Dados registrados

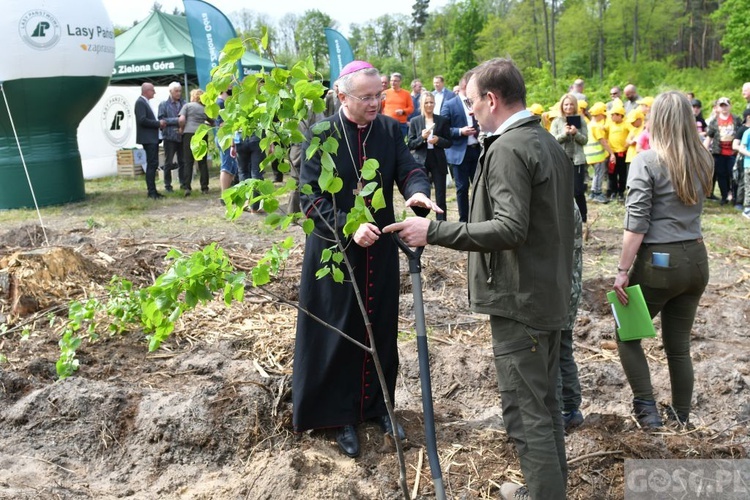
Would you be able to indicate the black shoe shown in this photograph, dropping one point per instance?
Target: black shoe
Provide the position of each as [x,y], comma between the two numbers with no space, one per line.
[647,414]
[572,419]
[677,417]
[348,441]
[385,424]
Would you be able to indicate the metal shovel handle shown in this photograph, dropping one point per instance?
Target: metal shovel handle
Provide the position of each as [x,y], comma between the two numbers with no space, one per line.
[415,268]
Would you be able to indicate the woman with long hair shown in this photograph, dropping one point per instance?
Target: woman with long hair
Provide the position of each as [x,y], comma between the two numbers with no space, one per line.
[569,128]
[667,184]
[429,136]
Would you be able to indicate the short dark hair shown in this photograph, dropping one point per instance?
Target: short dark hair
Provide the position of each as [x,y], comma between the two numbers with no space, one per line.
[503,78]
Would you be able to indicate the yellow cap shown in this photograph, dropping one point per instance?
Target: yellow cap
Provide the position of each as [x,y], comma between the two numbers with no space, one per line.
[617,109]
[536,109]
[634,116]
[598,108]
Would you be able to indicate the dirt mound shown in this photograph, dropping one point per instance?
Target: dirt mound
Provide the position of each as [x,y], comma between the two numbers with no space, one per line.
[209,415]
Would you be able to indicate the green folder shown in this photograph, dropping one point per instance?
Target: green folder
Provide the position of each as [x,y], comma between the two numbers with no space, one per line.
[633,320]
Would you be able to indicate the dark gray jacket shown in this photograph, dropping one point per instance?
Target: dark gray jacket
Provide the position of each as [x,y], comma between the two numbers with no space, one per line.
[520,230]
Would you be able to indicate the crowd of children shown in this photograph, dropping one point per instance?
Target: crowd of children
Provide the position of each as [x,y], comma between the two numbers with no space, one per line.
[615,136]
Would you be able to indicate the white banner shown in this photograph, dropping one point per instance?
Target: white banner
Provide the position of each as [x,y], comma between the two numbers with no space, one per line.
[110,126]
[47,38]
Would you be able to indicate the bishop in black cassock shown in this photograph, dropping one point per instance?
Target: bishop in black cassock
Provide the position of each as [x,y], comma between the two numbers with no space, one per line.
[334,382]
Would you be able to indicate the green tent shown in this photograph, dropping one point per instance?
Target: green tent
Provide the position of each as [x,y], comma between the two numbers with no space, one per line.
[159,50]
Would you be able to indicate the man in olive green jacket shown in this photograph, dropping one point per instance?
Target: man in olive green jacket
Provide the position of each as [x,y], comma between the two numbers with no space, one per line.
[520,238]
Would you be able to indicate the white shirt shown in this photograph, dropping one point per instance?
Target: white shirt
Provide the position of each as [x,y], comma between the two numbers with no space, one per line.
[470,140]
[438,102]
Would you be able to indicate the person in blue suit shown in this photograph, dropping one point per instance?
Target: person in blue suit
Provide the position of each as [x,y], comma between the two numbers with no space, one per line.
[147,135]
[442,95]
[464,153]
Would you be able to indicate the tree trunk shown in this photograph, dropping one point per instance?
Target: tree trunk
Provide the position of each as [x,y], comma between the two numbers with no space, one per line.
[635,32]
[546,30]
[601,40]
[553,11]
[536,33]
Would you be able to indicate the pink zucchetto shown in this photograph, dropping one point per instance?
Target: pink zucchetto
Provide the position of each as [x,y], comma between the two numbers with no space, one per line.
[353,67]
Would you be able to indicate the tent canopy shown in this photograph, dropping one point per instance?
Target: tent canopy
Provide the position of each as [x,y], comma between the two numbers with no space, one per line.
[158,49]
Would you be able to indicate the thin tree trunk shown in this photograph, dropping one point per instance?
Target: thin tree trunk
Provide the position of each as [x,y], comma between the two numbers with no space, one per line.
[635,32]
[601,40]
[536,33]
[703,44]
[553,12]
[546,30]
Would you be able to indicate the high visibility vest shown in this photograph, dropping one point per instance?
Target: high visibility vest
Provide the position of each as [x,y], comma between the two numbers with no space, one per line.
[594,151]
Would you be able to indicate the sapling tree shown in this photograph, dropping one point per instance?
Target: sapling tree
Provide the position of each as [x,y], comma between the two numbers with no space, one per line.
[271,105]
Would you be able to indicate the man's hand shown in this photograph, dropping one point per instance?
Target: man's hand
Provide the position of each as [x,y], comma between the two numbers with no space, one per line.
[366,235]
[420,200]
[413,231]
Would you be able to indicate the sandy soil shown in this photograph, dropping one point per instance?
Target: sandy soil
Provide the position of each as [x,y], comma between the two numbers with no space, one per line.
[208,416]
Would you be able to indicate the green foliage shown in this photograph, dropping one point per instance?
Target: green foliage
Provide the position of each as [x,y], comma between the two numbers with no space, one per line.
[67,363]
[311,36]
[464,32]
[272,262]
[80,314]
[190,280]
[736,39]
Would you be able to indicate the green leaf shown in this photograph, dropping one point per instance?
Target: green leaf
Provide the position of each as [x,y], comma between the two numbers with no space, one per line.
[270,205]
[378,200]
[327,163]
[368,189]
[325,179]
[369,169]
[238,292]
[351,227]
[325,255]
[336,185]
[190,299]
[261,275]
[212,110]
[331,145]
[233,50]
[338,275]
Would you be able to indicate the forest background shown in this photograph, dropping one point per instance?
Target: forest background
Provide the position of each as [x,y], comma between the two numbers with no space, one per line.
[695,46]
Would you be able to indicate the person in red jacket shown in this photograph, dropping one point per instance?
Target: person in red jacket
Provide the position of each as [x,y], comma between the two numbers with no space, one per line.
[398,103]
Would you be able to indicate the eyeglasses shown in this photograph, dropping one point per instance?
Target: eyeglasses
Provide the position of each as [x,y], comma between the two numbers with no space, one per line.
[366,99]
[470,101]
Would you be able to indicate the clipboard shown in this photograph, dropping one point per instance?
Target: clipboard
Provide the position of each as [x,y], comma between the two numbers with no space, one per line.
[633,321]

■ Objetivo do exercício:
Cite, por favor, todos os registros linha por linha e sem alterar nenhuma palavra. Deixe as imagens de fora da resposta.

■ Resposta:
Would you be able to indicate the black shoe shown in this photograph, dropping one point per instance?
Target: black shoe
Provide the position of each as [x,y], comma between the two numbers with no space, one per line.
[647,414]
[572,419]
[677,417]
[348,441]
[385,424]
Would you be able to indicate the metal shovel handle shown in this photograph, dropping one point per instance?
Target: metal shovel handle
Provide the position of each as [x,y], comma between the two numbers with no space, one per line.
[415,268]
Would you be able to indicate the woman with long hair shown in this photograph, dropping one point per instance?
Target: woman with long hair
Provide the position of each as [x,y], comma between the two numbers with no space, one per line.
[569,128]
[667,184]
[429,136]
Would you be able to indicate the short dark hair shown in this photograph, dropping one point per instance?
Target: short dark hair
Provide the position of each as [x,y], comma between the two numbers with no space, one per line.
[503,78]
Would you be able to indicate the yellow cap shown in this photograph, dropping one point per instance?
Target: yellow cap
Provide the position of each as [x,y], comma between the two numbers with no space, one per line.
[617,109]
[536,109]
[634,116]
[598,108]
Would you be able to indicate the dirt mound shown in this photograph, dropping one point per instance?
Target: dirt mound
Provide the position of each as [x,y], comma between the two numbers with no space, one per line.
[209,415]
Would you be able to indicate the green folder shown in this photograph, dropping one point per instance?
Target: green folder
Provide the position of each as [x,y], comma between the two numbers with no space, one per line.
[633,320]
Would you be able to indicate the dark gray jacket shown in this photograph, dropping one point per instance?
Target: dark gray jacket
Provide the position of each as [x,y], comma between the two numbers with no space, one per line.
[520,230]
Would you be able to indicate the crowd of children shown in this photograph, dropping one point per instance?
Target: crowd of children
Provide the position of each as [x,y], comma between the two numbers with no space, one per line.
[615,136]
Would you be able to indicate the white banner shown in this photograph, dropping one point per instance?
Target: white banner
Provide the position of each as [x,y], comma between the two numbers with no space, one per line.
[110,126]
[47,38]
Would you be able to indicate the bishop in black cassock shown in this photograph, dropping one point per instance?
Target: bishop in black cassock
Provide the position of each as [x,y], comma between the two numbers with no space, one per line.
[334,382]
Would you be able to indicate the green tent shown in this photograph, dropping one point per instance?
Target: green tent
Provide the position of each as [x,y], comma between the two numbers with no space, one per line.
[159,50]
Would you be able to indicate the man in olive green jacket shown in this photograph, dropping one point per instance?
Target: man in olive green jacket
Provide the position of each as [x,y], comma between the two numbers with no space, one per line.
[520,238]
Would you be able to indicate the white shirt shown in this photograph, dropping one point per instance?
Target: white shirt
Provide the position of each as [x,y], comma between the two numbers with no space, one per line.
[470,140]
[438,102]
Would you be able to indicate the person in blue suit shown in this photograph, dropping one point per instance?
Target: person in blue suit
Provide the position of each as [x,y], comma between the two numbers with no space, one per line.
[147,135]
[442,95]
[464,153]
Would you be able to indicate the tree trunk shown in this photograph, dropping one point per instance?
Target: tree trunk
Provide the position of each as [x,y], comma between the two numbers with no space, one per line.
[635,32]
[546,30]
[601,40]
[553,11]
[536,33]
Would you be able to indicate the pink zucchetto shown in this photograph, dropping one point per instance?
Target: pink zucchetto
Provide the position of each as [x,y], comma between the two numbers with no space, one per line.
[353,67]
Would you be able to indicate the tent canopy shown in this photograph, dropping one point per instance?
Target: tent canopy
Provide the position of each as [x,y], comma between the two numbers with no space, one per line.
[158,49]
Would you be able to indicate the thin tree trunk shown in this photograph, dropping one point per instance?
Target: thin tree trunk
Provide the position of each as [x,y], comma between the two numbers with no space, one per line.
[635,32]
[601,40]
[536,33]
[703,44]
[553,12]
[546,30]
Would you be able to indicate the high visibility vest shown in this photograph, dropping one point per instance?
Target: high visibility vest
Provide the position of each as [x,y], comma between the two numbers with no space, one per line.
[594,151]
Would you be able to indicate the sapling tree shown in this photograph, dropping one point per instance?
Target: sapling tree
Provide the position of each as [x,y], comma between the two numbers with no space, one per line.
[271,105]
Would you be able to indicate the man's hand shown in this photograph, dropping one point per instance?
Target: man's hand
Provide the position of each as [x,y], comma between the two numbers with no space, one per line.
[366,235]
[420,200]
[413,231]
Would you be able to indicate the sandy soil shown in this photograph, dropping one point per instance?
Target: sandy soil
Provide the position of each as [x,y], comma between the two numbers with no space, one per line.
[208,416]
Would you be able to indicate the green foliage shown in this photograph, dropping one point per instance?
Target: green foliage
Provide the position of each as [x,y], comma between the two numbers with no space, one per line.
[67,363]
[311,36]
[464,32]
[272,262]
[80,314]
[190,280]
[736,39]
Would you be able to indicate the green leaf shown in this photograph, dropping one point per instance?
Target: green leaf
Provide the position of each as [x,y], comma between the two numbers with no space, one per line.
[270,205]
[378,200]
[327,163]
[368,189]
[325,179]
[369,169]
[238,292]
[351,227]
[325,255]
[336,185]
[190,299]
[261,275]
[212,110]
[331,145]
[233,50]
[338,275]
Would you be able to indicate the forest background shown in this photograph, dropping one point per instance?
Target: forest background
Provide the position of each as [x,y], comma between the two numbers with no space, one per line.
[695,46]
Would you be able to indicate the person in red jacket shown in this photograph, dropping one point per instance?
Target: person in red jacket
Provide the position of each as [x,y], comma between the two numbers with no space, one per line.
[398,103]
Would you be able to indicate the eyeglasses shown in this photograph, dropping one point per instance?
Target: eyeglasses
Provide the position of each as [x,y], comma between the two numbers with no space, one per line.
[366,99]
[470,101]
Would you be able to indicate the clipboard shown in this photograph, dropping one point per instance?
Target: clipboard
Provide the position of each as [x,y], comma between the two numbers with no space, one per line.
[633,321]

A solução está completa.